Request:
Find "of the church" in the records that follow; print that line and each subsequent line through the last one, verbatim and with nothing added.

Records supplied:
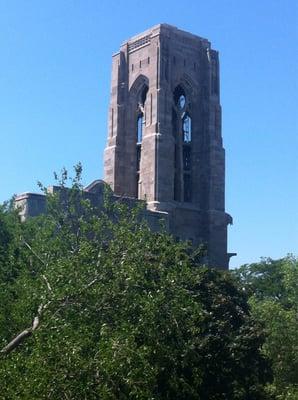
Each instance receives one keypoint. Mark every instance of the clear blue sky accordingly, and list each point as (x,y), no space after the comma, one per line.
(54,93)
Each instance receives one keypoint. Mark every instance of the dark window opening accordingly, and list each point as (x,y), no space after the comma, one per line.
(179,94)
(144,95)
(187,187)
(140,123)
(176,188)
(137,185)
(186,129)
(138,157)
(186,158)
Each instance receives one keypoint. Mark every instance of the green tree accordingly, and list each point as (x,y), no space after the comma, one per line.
(114,311)
(273,289)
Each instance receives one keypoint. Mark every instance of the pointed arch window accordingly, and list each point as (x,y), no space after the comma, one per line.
(186,128)
(182,129)
(140,123)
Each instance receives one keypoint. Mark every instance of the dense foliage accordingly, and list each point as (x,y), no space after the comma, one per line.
(273,289)
(95,306)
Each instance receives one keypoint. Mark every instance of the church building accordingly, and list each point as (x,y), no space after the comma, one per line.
(164,141)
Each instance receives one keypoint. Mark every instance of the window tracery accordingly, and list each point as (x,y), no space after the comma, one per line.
(182,129)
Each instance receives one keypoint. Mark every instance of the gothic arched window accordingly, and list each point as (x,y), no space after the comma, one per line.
(140,123)
(186,128)
(182,130)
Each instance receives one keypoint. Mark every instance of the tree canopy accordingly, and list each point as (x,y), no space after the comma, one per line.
(94,305)
(272,286)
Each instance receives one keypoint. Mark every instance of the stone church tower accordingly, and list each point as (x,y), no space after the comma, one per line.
(164,139)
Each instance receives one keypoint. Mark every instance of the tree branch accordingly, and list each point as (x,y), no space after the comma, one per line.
(26,332)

Response to the task:
Each instance receives one keypoint. Mark every instance of the church building accordingly, and list each point as (x,y), no space after the comma, one per line.
(164,141)
Each instance receives one keypoint. Mark every instance of the window tracery accordingly, and list each point as (x,y), no space after the comma, one per line.
(182,129)
Each instance receives one keypoint. Mark every instance of the gothic arched window accordingly, and list each point as (x,y), no space after the comma, one per line.
(140,123)
(186,128)
(182,130)
Each instance receives one keypoint. Mark every instance of the tree canopy accordingly, and list each point as (x,y), no space after the comma, one per line.
(94,305)
(272,286)
Each instance receives one keypoint. Mark every instance of the stone church tower accordingly, and list each point as (x,y), no space after the comma, one per line.
(164,139)
Each instance receives one keypoint. Mark every instance of the tree branch accordingly, and list each point as (x,y), no space after the comma, one per line.
(26,332)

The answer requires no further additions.